-- start EXTRACTED TEXT --

Also, Michael Jordan's standing reach was 8'10" and his highest touch was 12'5"...meaning his vertical was indeed measured at 43".

And...

Spud Webb 1985
Height w/o shoes: 5'6"
Height w/ shoes: 5'7"
Standing Reach: 7'4"
Highest Touch: 11'2"
Vertical Jump: 46 inches


----------



## simply_amazing (Aug 23, 2009)

Kobe's about 6'5" with shoes, but I've never seen his head close to the rim a la LeBron, VC, Jordan. His head's always several inches below, even with his 'fro. 

77" + 38" = 115"

Kobe's peak vertical was in the high 30's. Here's a mixtape. Kobe always looks up at the rim, even in his younger years:


http://www.youtube.com/watch?v=6FaDVuYyYG0

edit: here's Kobe's stats from the previous link. As I suspected, 38."

Jordan was also considerably faster, had bigger hands, a bit taller, much more competitive, there's just no comparison. 

Kobe Bryant 1996
Height w/o shoes: 6'5"
Height w/ shoes: 6'6"
Weight: 199
Wingspan: 6'11"
Standing Reach: 8'10"
Highest Touch: 12'0"
Vertical Jump: 38 inches



Dee-Zy said:


> I always thought that Kobe was on par with Jordan in terms of athleticism/vertical


----------

-- end EXTRACTED TEXT --
-- start DATA ENTRIES --

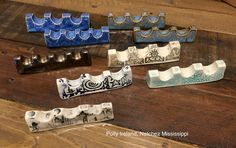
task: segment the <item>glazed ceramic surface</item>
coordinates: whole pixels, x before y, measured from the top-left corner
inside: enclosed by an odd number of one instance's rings
[[[132,16],[130,13],[125,13],[124,16],[113,16],[108,14],[108,26],[113,30],[132,30],[133,27],[141,27],[149,29],[151,27],[165,27],[165,13],[161,12],[158,16],[151,16],[147,12],[143,12],[141,16]]]
[[[98,105],[84,104],[75,108],[55,108],[50,111],[32,110],[25,113],[25,121],[31,132],[111,119],[114,119],[111,102]]]
[[[118,72],[103,71],[101,75],[92,76],[81,74],[76,80],[60,78],[56,80],[61,99],[92,94],[126,87],[132,84],[132,71],[130,66],[124,66]]]
[[[141,30],[140,27],[134,27],[134,41],[137,43],[152,43],[152,42],[193,42],[197,34],[197,28],[192,26],[185,29],[177,29],[171,27],[166,30],[152,27],[149,30]]]
[[[44,32],[45,30],[87,30],[90,27],[88,13],[82,13],[80,18],[72,17],[70,13],[62,13],[61,18],[52,17],[51,13],[45,13],[43,18],[34,16],[33,13],[25,15],[28,32]]]
[[[178,41],[169,42],[164,47],[150,44],[143,49],[137,49],[135,46],[132,46],[124,51],[108,50],[108,66],[122,67],[124,65],[136,66],[167,63],[178,61],[179,57],[180,43]]]
[[[207,83],[222,79],[225,69],[223,60],[217,60],[208,66],[201,63],[192,64],[187,68],[175,66],[166,71],[149,70],[146,81],[150,88]]]
[[[90,28],[86,31],[46,30],[44,39],[47,47],[64,47],[108,43],[110,36],[108,27],[103,26],[101,29]]]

-- end DATA ENTRIES --

#### DIRECTIVES
A. In the forum thread on vertical jumps, what highest touch is listed for Spud Webb in 1985?
B. According to the forum thread on vertical jumps, what is the basis for concluding that Michael Jordan's vertical was measured at 43 inches?
C. Do these statements agree with the forum thread on vertical jumps? Answer yes or no for each, quoting the deciding words. (i) Kobe Bryant's 1996 wingspan is listed as 6'11". (ii) Spud Webb's height without shoes is listed as 5'7". (iii) The poster who posted on Aug 23, 2009 says Kobe's head comes close to the rim.

#### RESULTS IN ORDER
A. 11'2"

B. The conclusion rests on Jordan's standing reach of 8'10" and his highest touch of 12'5". The 43-inch vertical follows from those two measurements.

C.
(i) Yes: "Wingspan: 6'11"".
(ii) No: "Height w/o shoes: 5'6"".
(iii) No: "His head's always several inches below".